* Problem statement
List every leisure activity named in the article below on teenagers' preference for social media over television.

* Source text
════════
Teens prefer Facebook, Twitter to television?

A new survey suggests that teenagers now prefer social media access to watching television.
Written by Charlie Osborne, Contributing Writer

A new study carried out by Click Consult has found that social media has overtaken television as the favourite pastime of UK teenagers.

A survey of 1300 people across the UK was carried out by Opinion Matters on behalf of the agency, and found that 65 percent of 16-24 year-olds rated social media as their favourite hobby, rather than watching television, reading or playing video games.

For those within the 25-34 year-old range, television and social media preferences were split fairly equally. The appeal of social networks appears to have permeated more than the younger generation, as 32 percent of those aged over 55 said that social media takes priority over their favourite television show.

TV was considered as a favoured leisure activity by 54 percent of 16-24 year olds, 44 percent preferred reading and 37 percent enjoyed playing video games. Exercise, however, was not a priority, as only 25 percent of those surveyed included it within their leisure activity range.

37 percent of 16-24 year olds  admitted they sometimes combine watching television and staying connected through social media at the same time. The survey also revealed that 6 percent of this age group spend over 8 hours a day on social media, in order to 'keep the conversation going'. One third choose to spend time on Twitter, Facebook and other social networks for up to three hours per day.
════════
* Supplied information
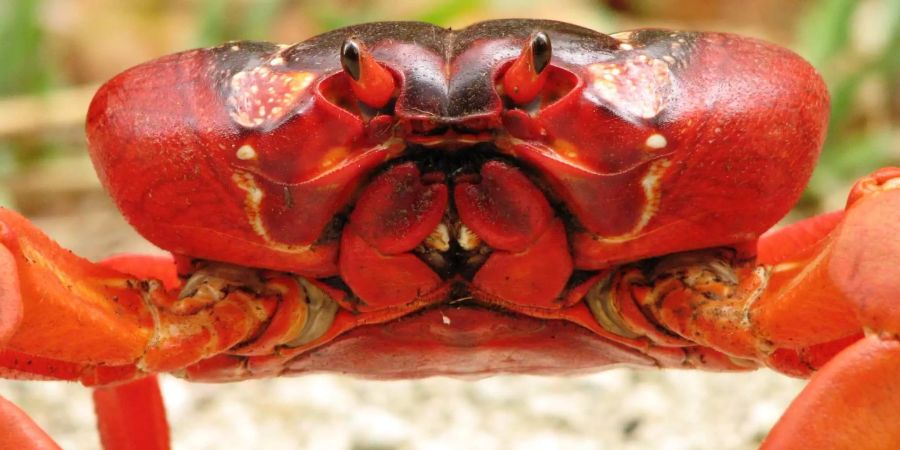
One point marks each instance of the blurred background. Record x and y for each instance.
(55, 53)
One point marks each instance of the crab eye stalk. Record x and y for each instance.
(373, 84)
(526, 76)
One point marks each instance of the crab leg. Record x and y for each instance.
(822, 300)
(62, 317)
(87, 319)
(17, 430)
(132, 416)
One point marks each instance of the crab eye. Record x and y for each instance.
(373, 84)
(525, 78)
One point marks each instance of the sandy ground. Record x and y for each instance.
(617, 409)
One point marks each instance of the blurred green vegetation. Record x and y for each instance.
(862, 77)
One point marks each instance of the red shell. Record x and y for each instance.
(638, 144)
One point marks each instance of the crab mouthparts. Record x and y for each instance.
(466, 341)
(465, 253)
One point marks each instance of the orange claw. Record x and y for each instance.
(125, 326)
(852, 403)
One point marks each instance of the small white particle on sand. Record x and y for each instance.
(656, 141)
(246, 152)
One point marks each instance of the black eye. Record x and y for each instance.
(541, 51)
(350, 58)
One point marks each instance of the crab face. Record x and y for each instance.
(481, 176)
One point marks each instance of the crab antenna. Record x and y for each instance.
(526, 76)
(373, 84)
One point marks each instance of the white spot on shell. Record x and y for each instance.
(467, 238)
(651, 184)
(246, 152)
(439, 239)
(656, 141)
(253, 208)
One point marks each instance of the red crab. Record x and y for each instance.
(398, 200)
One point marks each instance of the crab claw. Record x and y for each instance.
(854, 400)
(373, 84)
(526, 76)
(10, 297)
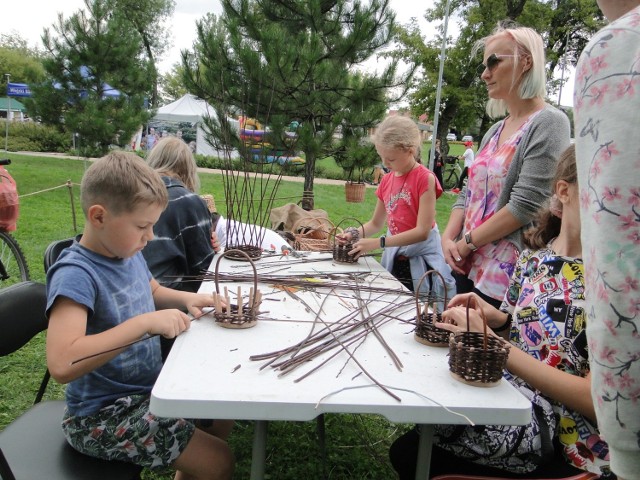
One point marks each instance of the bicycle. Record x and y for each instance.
(13, 264)
(452, 172)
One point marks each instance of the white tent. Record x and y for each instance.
(191, 109)
(185, 109)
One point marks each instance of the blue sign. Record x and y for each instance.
(18, 90)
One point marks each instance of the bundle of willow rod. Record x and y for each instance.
(349, 331)
(304, 281)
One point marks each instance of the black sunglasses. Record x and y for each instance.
(492, 62)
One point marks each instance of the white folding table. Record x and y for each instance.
(209, 373)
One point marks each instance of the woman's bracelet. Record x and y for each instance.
(506, 325)
(355, 233)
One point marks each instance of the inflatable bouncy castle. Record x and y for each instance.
(253, 134)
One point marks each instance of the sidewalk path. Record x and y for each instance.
(316, 180)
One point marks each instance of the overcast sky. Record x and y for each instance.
(31, 17)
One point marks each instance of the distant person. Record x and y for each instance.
(511, 173)
(438, 163)
(406, 202)
(468, 157)
(607, 101)
(102, 301)
(151, 138)
(181, 248)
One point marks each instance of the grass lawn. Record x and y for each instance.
(356, 445)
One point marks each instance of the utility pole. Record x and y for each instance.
(6, 135)
(443, 51)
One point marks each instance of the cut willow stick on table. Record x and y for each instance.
(340, 335)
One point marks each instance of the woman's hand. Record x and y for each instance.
(215, 243)
(363, 246)
(344, 238)
(455, 320)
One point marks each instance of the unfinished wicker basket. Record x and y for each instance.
(341, 250)
(241, 314)
(426, 332)
(312, 234)
(476, 358)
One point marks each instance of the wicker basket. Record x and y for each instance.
(426, 332)
(312, 234)
(341, 250)
(476, 358)
(242, 314)
(354, 192)
(211, 203)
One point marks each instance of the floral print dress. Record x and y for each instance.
(490, 267)
(607, 102)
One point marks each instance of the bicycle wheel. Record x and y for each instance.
(450, 179)
(13, 265)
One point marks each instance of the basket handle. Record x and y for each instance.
(336, 229)
(320, 221)
(484, 321)
(255, 274)
(428, 273)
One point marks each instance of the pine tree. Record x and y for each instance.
(296, 60)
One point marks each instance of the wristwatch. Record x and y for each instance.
(467, 239)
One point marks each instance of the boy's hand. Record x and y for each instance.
(169, 323)
(198, 301)
(215, 243)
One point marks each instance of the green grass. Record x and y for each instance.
(356, 445)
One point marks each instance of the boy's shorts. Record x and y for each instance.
(128, 432)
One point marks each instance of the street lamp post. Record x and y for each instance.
(443, 51)
(6, 134)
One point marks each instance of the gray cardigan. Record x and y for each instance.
(528, 181)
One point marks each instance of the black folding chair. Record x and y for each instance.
(33, 446)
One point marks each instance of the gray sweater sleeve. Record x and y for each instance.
(528, 181)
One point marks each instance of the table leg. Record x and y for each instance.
(424, 452)
(259, 450)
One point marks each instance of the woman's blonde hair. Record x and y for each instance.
(547, 222)
(399, 132)
(173, 158)
(527, 42)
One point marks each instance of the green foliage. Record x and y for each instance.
(90, 52)
(34, 137)
(17, 59)
(291, 60)
(565, 27)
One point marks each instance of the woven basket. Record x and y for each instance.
(354, 192)
(211, 203)
(341, 251)
(241, 314)
(426, 332)
(476, 358)
(312, 234)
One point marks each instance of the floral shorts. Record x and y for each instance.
(128, 432)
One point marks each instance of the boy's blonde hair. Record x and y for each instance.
(398, 132)
(173, 158)
(527, 42)
(121, 182)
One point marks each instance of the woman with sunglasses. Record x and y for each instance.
(511, 174)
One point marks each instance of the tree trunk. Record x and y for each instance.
(309, 174)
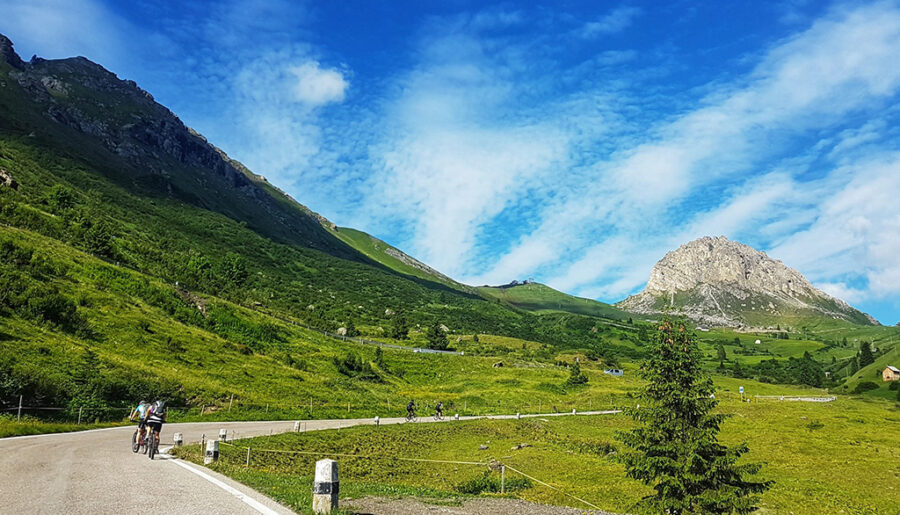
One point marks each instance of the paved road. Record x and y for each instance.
(94, 472)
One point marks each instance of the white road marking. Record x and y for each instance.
(23, 437)
(253, 503)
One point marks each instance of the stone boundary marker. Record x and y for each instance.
(325, 487)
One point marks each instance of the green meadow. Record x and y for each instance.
(832, 457)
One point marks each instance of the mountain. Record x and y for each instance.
(147, 147)
(391, 257)
(720, 282)
(531, 296)
(136, 259)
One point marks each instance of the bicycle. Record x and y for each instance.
(153, 444)
(139, 444)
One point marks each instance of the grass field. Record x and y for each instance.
(810, 450)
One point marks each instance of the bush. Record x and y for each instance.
(491, 483)
(865, 386)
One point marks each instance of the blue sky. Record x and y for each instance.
(572, 142)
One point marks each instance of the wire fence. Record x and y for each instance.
(243, 456)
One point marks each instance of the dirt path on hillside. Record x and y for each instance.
(412, 506)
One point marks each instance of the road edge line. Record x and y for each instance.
(253, 503)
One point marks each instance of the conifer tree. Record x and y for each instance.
(400, 330)
(675, 447)
(437, 339)
(865, 354)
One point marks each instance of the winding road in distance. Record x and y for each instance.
(93, 472)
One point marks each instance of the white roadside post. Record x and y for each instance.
(212, 452)
(325, 487)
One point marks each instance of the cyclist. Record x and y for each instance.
(156, 417)
(141, 413)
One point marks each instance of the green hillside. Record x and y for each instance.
(393, 258)
(541, 298)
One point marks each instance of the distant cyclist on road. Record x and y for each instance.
(141, 413)
(156, 417)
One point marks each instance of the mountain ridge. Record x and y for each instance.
(721, 282)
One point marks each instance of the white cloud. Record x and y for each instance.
(317, 86)
(615, 21)
(810, 82)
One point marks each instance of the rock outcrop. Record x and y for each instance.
(720, 282)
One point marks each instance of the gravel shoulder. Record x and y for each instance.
(412, 506)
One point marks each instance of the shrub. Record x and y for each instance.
(491, 483)
(865, 386)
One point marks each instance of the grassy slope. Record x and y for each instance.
(376, 250)
(538, 297)
(808, 463)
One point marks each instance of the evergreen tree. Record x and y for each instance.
(437, 339)
(720, 352)
(737, 371)
(675, 448)
(351, 329)
(576, 376)
(400, 329)
(865, 354)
════════
* Output
Social media, watching television, reading, playing video games, and exercise.